• _What to work on_:
(A) Reproduce the part of the passage on religion and honesty starting at "Then religion helps" and ending at "turns his wheels.".
(B) Answer these questions from the passage on religion and honesty, one answer per line:
(i) Who besides Adam Clarke is said to make the same confession about his capacity for labor after conversion?
(ii) According to the proverb quoted, who can beat a wise man in the wrong way?
(iii) What name is given to the practice of the right in the common affairs of life?

• _Extracted text_:
+++++

See this same strength in another form,—the power to do. Religion not only gives the feminine capacity to suffer, but the masculine capability to do. The religious man can do more than another without religion, who is his equal in other respects; because he masters and concentrates his faculties, making them work in harmony with each other, in concord with mankind, in unity with God; and because he knows there is a God who works with him, and so arranges the forces of the universe, that every wrong shall be righted, and the ultimate well-being of each be made sure of for ever. Besides, he has a higher inspiration and loftier motive, which strengthen, refine, and ennoble him. Adam Clarke tells us how much more of mere intellectual labour he could perform after his conversion than before. Ignatius Loyola makes the same confession. They each attribute it to the technical peculiarity of their sectarianism, to Methodism or Catholicism, to Christianity; but the fact is universal, and applies to religion under all forms. It is easily explained by the greater harmony of the faculties, and by the higher motive which animates the man, the more certain trust which inspires him. An earnest youth in love with an earnest maid,—his love returned,—gets more power of character from the ardour of her affection and the strength of his passion; and when the soul of man rises up in its great act of love to become one with God, you need not marvel if the man is strong. "I can do all things," says Paul, "through Christ who strengthened me." Buddhists and Hebrews and Mohammedans say the same of their religion.

Then religion helps a man to two positive things,—first, to a desire of the right; next, to a progressive knowledge and practice of the right. Justice is always power; whoso has that commands the world. A fool in the right way, says the proverb, can beat a wise man in the wrong. The civilized man has an advantage over the savage, in his knowledge of Nature. He can make the forces of the universe toil for him: the wind drives his ship; the water turns his mill, spins, and weaves for him; lightning runs his errands; steam carries the new lord of Nature over land or ocean without rest. He that knows justice, and does it, has the same advantage over all that do it not. He sets his mill on the rock, and the river of God for ever turns his wheels.

The practice of the right in the common affairs of life is called Honesty. An honest man is one who knows, loves, and does right because it is right. Is there anything but this total integrity which I call religion, that can be trusted to keep a man honest in small things and great things, in things private and things public? I know nothing else with this power. True it is said, "Honesty is the best policy;" and as all men love the best policy, they will be honest for that reason. But to follow the best policy is a very different thing from being honest; the love of justice and the love of personal profit or pleasure are quite different. But is honesty the best policy? Policy is means to achieve a special end. If the end you seek be the common object of desire,—if it be material pleasure in your period of passion, or material profit in your period of ambition,—if you seek for money, for ease, honour, power over men, and their approbation,—then honesty is not the best policy; is means from it, not to it. Honesty of thought and speech is the worst policy for a minister's clerical reputation. Charity impairs an estate; unpopular excellence is the ruin of a man's respectability. It is good policy to lie in the popular way; to steal after the respectable fashion. The hard creditor is surest of his debt; the cruel landlord does not lose his rent ; the severe master is uniformly served the best; who gives little and with a grudge finds often the most of obvious gratitude. He that destroys the perishing is more honoured in Christendom than he who comes to save the lost. The slave-hunter is a popular Christian in the American Church, and gets his pay in money and ecclesiastical reputation. The honesty of Jesus brought him to the bar of Herod and Pilate; their best policy nailed him to the cross. Was it good policy in Paul to turn Christian? His honesty brought him to weariness and painfulness, to cold and nakedness, to stripes and imprisonment, to a hateful reputation on the earth. Honesty the best policy for personal selfishness! Ask the "Holy Alliance." Honesty is the means to self-respect, to growth in manly qualities, to high human welfare,— a means to the kingdom of heaven. When men claim that honesty is the best policy, is it this which they mean?

+++++

• _Source data_:
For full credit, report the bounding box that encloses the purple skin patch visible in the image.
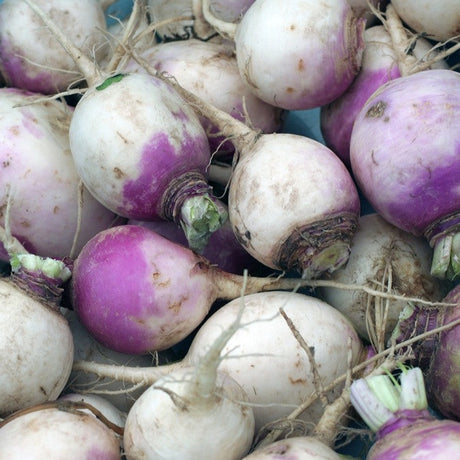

+++++

• _Answers to the problems_:
(A)
Then religion helps a man to two positive things,—first, to a desire of the right; next, to a progressive knowledge and practice of the right. Justice is always power; whoso has that commands the world. A fool in the right way, says the proverb, can beat a wise man in the wrong. The civilized man has an advantage over the savage, in his knowledge of Nature. He can make the forces of the universe toil for him: the wind drives his ship; the water turns his mill, spins, and weaves for him; lightning runs his errands; steam carries the new lord of Nature over land or ocean without rest. He that knows justice, and does it, has the same advantage over all that do it not. He sets his mill on the rock, and the river of God for ever turns his wheels.

(B)
(i) Ignatius Loyola
(ii) A fool in the right way
(iii) Honesty